Change "stone fireplace" to "brick fireplace" in the lines starting with the one containing "Where can you see the stone fireplace in" and running through the one containing "point(152, 187)". Write out only those lines again, with everything else left the same.

-- Start of SUPPLIED RECORDS --

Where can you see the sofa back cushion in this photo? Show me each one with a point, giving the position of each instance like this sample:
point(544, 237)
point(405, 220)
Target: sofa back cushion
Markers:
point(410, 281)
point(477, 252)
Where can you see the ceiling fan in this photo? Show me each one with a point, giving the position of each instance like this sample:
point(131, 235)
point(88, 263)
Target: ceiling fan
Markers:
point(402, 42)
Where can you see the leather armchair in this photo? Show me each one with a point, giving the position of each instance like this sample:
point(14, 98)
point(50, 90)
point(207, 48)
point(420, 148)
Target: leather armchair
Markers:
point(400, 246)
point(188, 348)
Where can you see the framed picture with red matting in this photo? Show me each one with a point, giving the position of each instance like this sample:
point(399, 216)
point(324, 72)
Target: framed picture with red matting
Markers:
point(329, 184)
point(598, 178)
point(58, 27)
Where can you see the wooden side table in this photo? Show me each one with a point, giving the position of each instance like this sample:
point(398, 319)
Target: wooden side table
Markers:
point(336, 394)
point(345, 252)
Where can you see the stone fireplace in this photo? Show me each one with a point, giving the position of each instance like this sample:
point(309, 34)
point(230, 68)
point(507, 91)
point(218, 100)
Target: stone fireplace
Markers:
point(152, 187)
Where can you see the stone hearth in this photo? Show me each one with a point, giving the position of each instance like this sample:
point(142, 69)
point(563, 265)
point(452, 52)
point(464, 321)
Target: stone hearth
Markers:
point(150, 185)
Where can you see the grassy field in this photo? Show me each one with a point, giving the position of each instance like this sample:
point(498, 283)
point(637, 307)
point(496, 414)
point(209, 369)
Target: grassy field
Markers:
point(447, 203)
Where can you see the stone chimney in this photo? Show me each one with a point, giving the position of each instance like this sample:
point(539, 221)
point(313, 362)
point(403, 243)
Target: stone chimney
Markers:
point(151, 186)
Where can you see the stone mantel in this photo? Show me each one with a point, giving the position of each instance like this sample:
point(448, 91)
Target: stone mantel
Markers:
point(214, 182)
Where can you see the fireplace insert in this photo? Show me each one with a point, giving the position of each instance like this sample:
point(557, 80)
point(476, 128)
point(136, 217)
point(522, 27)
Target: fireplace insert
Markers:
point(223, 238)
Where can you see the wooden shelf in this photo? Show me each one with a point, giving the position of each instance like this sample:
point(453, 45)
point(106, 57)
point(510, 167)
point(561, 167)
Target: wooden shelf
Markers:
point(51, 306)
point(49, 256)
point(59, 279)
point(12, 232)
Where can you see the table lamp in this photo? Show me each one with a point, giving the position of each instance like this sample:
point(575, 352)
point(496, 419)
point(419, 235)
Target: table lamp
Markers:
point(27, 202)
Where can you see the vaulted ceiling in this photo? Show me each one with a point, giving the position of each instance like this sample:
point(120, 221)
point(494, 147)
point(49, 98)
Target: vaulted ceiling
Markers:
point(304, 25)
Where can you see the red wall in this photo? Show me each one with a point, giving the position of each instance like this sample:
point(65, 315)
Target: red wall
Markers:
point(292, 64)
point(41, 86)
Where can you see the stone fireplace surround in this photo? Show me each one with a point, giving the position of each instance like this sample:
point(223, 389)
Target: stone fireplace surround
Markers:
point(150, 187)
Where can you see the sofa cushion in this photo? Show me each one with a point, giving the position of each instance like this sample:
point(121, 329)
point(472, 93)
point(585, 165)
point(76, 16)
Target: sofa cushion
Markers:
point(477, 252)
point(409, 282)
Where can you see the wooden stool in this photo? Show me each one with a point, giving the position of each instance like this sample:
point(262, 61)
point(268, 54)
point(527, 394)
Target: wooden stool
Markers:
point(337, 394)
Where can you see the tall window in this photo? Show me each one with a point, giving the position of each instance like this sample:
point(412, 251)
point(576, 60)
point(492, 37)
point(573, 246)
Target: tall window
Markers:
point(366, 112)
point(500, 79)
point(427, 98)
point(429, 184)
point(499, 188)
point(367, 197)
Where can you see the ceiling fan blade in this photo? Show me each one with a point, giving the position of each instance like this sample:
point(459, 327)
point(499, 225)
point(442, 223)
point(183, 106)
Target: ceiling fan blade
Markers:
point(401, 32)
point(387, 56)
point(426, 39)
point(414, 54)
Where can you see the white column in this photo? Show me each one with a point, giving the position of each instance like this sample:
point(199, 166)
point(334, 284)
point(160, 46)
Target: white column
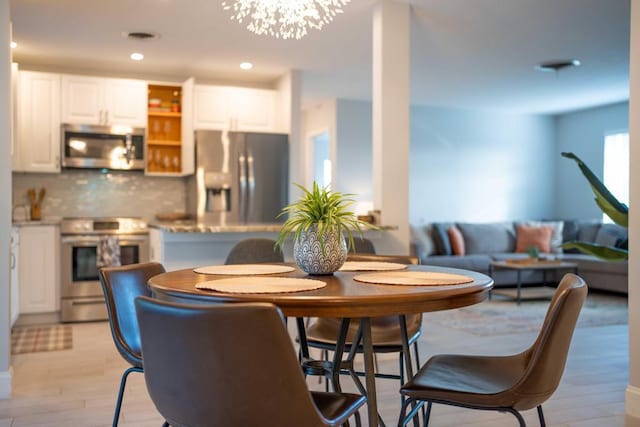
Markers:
point(633, 389)
point(5, 204)
point(391, 23)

-- End of SUPPLIED RECORDS --

- **RESULT OF THE TASK**:
Where can you see the brick fireplace in this photo? Show me each one with a point, giving the position of each instance like this sample:
point(309, 34)
point(230, 68)
point(507, 91)
point(218, 100)
Target: brick fireplace
Markers:
point(152, 187)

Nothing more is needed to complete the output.